What you have to do: Please report how many of the lines below contain the string "slice", counting a match only when the case is the same, and reply with the number alone.

begin Supplied entries

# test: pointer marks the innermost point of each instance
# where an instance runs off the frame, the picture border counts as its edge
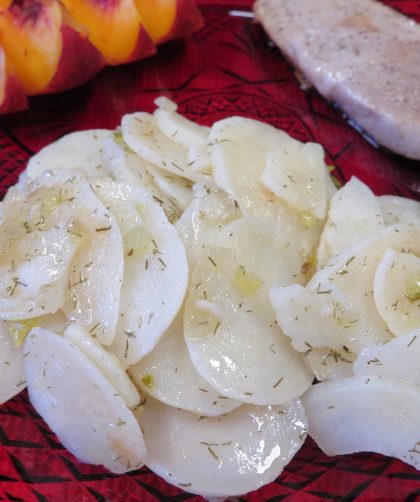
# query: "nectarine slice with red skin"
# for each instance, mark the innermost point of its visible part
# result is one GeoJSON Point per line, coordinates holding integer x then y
{"type": "Point", "coordinates": [169, 19]}
{"type": "Point", "coordinates": [12, 97]}
{"type": "Point", "coordinates": [47, 52]}
{"type": "Point", "coordinates": [115, 28]}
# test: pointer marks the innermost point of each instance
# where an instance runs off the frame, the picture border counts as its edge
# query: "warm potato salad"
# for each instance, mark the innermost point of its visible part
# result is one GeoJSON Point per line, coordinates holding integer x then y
{"type": "Point", "coordinates": [170, 292]}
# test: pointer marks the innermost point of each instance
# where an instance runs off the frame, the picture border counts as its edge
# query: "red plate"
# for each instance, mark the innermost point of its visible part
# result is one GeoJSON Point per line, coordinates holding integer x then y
{"type": "Point", "coordinates": [227, 68]}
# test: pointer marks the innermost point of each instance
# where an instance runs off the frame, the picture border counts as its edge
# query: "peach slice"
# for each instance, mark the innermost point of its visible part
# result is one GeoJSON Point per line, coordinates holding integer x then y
{"type": "Point", "coordinates": [169, 19]}
{"type": "Point", "coordinates": [5, 4]}
{"type": "Point", "coordinates": [48, 51]}
{"type": "Point", "coordinates": [115, 28]}
{"type": "Point", "coordinates": [12, 97]}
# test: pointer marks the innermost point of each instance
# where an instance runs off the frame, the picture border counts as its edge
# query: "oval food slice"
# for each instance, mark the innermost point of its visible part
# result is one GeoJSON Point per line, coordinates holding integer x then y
{"type": "Point", "coordinates": [80, 405]}
{"type": "Point", "coordinates": [297, 174]}
{"type": "Point", "coordinates": [358, 414]}
{"type": "Point", "coordinates": [12, 378]}
{"type": "Point", "coordinates": [399, 210]}
{"type": "Point", "coordinates": [107, 363]}
{"type": "Point", "coordinates": [81, 150]}
{"type": "Point", "coordinates": [229, 343]}
{"type": "Point", "coordinates": [223, 456]}
{"type": "Point", "coordinates": [155, 272]}
{"type": "Point", "coordinates": [168, 375]}
{"type": "Point", "coordinates": [142, 135]}
{"type": "Point", "coordinates": [397, 291]}
{"type": "Point", "coordinates": [398, 359]}
{"type": "Point", "coordinates": [200, 224]}
{"type": "Point", "coordinates": [354, 215]}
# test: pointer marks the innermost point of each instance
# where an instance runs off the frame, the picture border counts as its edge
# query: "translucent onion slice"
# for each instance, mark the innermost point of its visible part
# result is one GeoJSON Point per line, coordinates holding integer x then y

end Supplied entries

Solution to the problem: 4